[Stored dataset items]
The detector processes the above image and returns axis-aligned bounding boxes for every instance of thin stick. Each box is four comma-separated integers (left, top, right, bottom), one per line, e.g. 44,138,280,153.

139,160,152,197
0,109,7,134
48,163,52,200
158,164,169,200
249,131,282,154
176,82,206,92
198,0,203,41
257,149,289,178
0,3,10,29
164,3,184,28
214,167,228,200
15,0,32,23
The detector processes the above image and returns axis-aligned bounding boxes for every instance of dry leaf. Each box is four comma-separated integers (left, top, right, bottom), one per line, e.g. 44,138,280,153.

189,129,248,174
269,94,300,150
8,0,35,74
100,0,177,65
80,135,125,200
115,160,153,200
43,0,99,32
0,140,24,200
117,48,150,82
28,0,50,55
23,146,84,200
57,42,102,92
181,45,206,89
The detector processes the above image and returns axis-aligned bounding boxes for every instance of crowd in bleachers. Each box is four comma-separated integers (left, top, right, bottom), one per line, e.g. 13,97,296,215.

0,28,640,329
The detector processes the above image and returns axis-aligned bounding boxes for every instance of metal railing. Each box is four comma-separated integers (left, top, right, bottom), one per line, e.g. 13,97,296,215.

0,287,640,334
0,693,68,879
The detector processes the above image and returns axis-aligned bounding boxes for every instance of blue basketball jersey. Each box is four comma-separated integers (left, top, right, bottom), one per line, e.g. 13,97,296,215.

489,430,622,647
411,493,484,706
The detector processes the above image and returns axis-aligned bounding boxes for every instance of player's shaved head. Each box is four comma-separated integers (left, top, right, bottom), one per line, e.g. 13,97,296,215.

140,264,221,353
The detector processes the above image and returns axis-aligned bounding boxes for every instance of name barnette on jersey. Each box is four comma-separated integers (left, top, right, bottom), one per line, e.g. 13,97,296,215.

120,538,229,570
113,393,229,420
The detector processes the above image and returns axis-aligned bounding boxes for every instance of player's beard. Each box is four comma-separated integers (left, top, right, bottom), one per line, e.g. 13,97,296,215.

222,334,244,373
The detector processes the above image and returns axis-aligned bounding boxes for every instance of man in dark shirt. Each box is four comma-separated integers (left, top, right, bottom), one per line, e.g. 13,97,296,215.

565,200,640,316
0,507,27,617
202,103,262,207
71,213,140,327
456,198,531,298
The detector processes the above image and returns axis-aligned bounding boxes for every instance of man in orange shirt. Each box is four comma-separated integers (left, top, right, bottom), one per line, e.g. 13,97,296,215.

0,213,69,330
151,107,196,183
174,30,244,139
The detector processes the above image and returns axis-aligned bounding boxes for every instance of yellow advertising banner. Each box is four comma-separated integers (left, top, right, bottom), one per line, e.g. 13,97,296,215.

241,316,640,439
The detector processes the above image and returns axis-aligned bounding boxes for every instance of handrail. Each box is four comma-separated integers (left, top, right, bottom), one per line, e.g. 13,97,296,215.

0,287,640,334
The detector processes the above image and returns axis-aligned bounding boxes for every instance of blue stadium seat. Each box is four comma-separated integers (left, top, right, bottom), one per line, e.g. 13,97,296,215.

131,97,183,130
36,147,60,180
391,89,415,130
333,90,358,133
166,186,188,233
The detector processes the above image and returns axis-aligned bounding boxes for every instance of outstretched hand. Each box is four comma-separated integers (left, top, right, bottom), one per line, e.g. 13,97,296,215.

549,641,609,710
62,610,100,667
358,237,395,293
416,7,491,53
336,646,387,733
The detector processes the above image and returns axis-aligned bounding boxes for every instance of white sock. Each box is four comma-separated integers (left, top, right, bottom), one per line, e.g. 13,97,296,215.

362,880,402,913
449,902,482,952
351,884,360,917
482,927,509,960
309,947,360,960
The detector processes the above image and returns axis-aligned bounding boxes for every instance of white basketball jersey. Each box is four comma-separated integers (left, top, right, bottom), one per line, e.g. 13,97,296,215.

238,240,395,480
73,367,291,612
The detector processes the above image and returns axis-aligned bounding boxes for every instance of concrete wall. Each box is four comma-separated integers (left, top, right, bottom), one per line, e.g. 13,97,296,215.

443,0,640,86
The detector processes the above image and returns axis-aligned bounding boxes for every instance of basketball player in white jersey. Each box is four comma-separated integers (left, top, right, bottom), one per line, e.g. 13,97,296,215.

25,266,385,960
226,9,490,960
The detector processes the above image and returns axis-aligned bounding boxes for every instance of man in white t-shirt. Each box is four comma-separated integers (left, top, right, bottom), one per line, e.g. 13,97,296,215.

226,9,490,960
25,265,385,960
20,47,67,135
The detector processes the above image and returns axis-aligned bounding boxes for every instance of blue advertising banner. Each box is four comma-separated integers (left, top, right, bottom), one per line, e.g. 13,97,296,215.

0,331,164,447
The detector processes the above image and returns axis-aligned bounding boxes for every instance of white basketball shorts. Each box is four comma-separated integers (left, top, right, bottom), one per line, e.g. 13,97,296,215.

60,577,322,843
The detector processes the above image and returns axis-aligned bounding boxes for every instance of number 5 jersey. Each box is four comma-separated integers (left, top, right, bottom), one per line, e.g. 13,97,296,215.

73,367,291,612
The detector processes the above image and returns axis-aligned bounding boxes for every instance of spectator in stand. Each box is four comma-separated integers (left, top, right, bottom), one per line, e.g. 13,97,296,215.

[Challenge]
Every record above must be duplicated exactly.

[Written answer]
The detector processes the above image and returns axis-aligned bounding boxes for every instance of thin stick. Each box is four comma-separated integers (left, top, right, bottom), one per line, e.g. 44,138,280,153.

139,160,152,197
0,109,7,134
48,163,52,200
158,164,169,200
249,131,282,154
176,82,206,92
198,0,203,41
257,149,289,178
0,3,10,29
164,3,184,28
214,167,228,200
15,0,32,23
The detector processes the above image and returns axis-aligned bounding boxes for every instance of dry leaf. Each box is four comma-separated integers (left, top, right, bottom), one per line, e.g. 44,138,280,153.

189,129,248,174
269,94,300,150
8,0,35,74
100,0,177,65
80,135,125,200
115,160,153,200
43,0,99,32
0,140,24,200
117,48,150,82
28,0,50,55
23,146,84,200
57,42,102,92
181,45,206,89
The detector processes the above image and returns axis-aligned bounding boxes for every instance of crowd in bleachers. Each box is four comma-separated integers (left, top, right, bottom), one per line, e.g. 13,97,296,215.

0,28,640,329
The detector processes the above image and returns axis-aligned bounding boxes for every instance of metal railing. Each box is four comma-separated integers (left, top, right, bottom), one per line, e.g. 13,97,296,215.

0,287,640,334
0,693,68,879
The detector processes the above image and returns axis-aligned bounding boxes for every instance of blue basketball jersey. Each box is four comma-separated integers (left, top, right, bottom), one per line, e.g. 13,97,296,215.

489,430,622,647
411,493,484,706
The detector processes the above image and returns axis-aligned bounding boxes for every instance of player's shaved head. Each box is four comma-separated integers (left, top, right, bottom), one per line, e.g. 13,97,296,215.

140,264,221,353
The detector processes the above image and returns axis-aligned bounding boxes for every instance of name barnette on jersey. Each box is four comma-separated integers (left, top, right, bottom), one per line, e.g. 13,97,296,215.

120,538,229,570
113,393,229,420
The detector processes the above image and returns axis-aligned bounding boxes for every instance of player's beard. Each box is four comma-separated integers (left, top, right, bottom), one per line, e.g. 13,97,296,215.

222,334,244,373
The detector processes the above image and returns axis-aligned bounding boxes for every instance of man in dark shirt. Each box is four comma-separated integers (left, top, right, bottom), one per line, e.g. 13,97,296,215.

565,200,640,316
0,507,27,617
202,103,262,207
71,213,140,327
456,198,531,298
The detector processes the above image and returns axis-aligned bounding boxes for every instance of man in orange shirt. Each box is four comma-separated integers (left, top, right, bottom), one per line, e.g. 13,97,296,215.

0,213,69,330
151,107,196,183
174,30,244,139
The detector processes the above image and returns axis-aligned bounding boxes for every instance of yellow advertising banner. Each box is four comma-separated integers (left, top, right, bottom), one per line, e.g. 13,97,296,215.

241,316,640,439
The detector processes the above image and returns axis-aligned bounding boxes for every instance of handrail. Each box is four comma-separated integers (left, top, right, bottom), one per line, e.g. 13,97,296,215.

0,287,640,334
The detector processes the above image and returns axis-aligned bounding boxes for every instance of blue stadium seat. Each box is four comma-separated integers (left, top, right, bottom), one per line, e.g. 13,97,296,215.

131,97,183,130
36,147,60,180
391,89,415,130
333,90,358,133
166,186,188,233
The detector processes the above image and returns axis-aligned bounding boxes for every instance of outstretched hand. Each box is four comma-separated integers (left, top, right, bottom), one per line, e.g. 13,97,296,215.

549,641,609,710
62,610,100,667
358,237,395,293
416,7,491,53
336,646,387,733
The detector processes the above image and returns axis-aligned bounding boxes for every instance of white sock. Each box is four comma-separated integers (left, top, right, bottom), one per line, e.g. 13,97,296,215.

362,880,402,913
449,902,482,952
351,884,360,917
482,927,509,960
309,947,360,960
The detector processes the above image and returns axis-aligned bounding boxes for every instance of white basketball jersey. Each box is four comma-separated integers (left, top, right, bottom), one per line, e.g. 13,97,296,215.

238,240,395,480
73,367,291,612
The detector processes the above image and returns axis-aligned bounding boxes for every instance of concrete wall. Each box is four comma-separated integers (left, top, right, bottom), one per line, e.g. 13,97,296,215.

443,0,640,86
The detector processes the above image and returns axis-aligned bounding boxes for every instance of basketball player in white jersey. Each box is four comma-separated integers (left, top, right, bottom), one per line, e.g. 13,97,296,215.

25,266,385,960
226,9,490,960
The detector processes the above image and returns axis-aligned bounding boxes for every instance of man in white t-shirt. Each box is four comma-separated integers (left, top, right, bottom), one per line, e.g. 13,97,296,215.

226,9,490,960
25,265,385,960
20,47,67,135
The detector processes the above image and returns axis-aligned bounding boxes for every instance of blue advertising banner. Each box is four comma-separated integers (left, top, right, bottom), one per line, e.g. 13,97,296,215.

0,331,164,447
The detector processes the above image and returns axis-aligned bounding boxes for every instance of white basketball shorts. Each box is four comma-separated integers (left, top, right, bottom), one per line, e.g. 13,97,296,215.

60,577,322,843
The detector processes the above image and returns axis-aligned bounding boxes for every instance of number 5 jersey. Each box is four comma-separated integers (left, top, right, bottom), one per line, e.g. 13,97,296,215.

73,367,291,612
The detector processes the above image and returns axis-aligned bounding boxes for every instance of spectator in stand. Each box is four comma-separated integers (left, top, right, bottom), one per line, e.g. 13,97,296,215.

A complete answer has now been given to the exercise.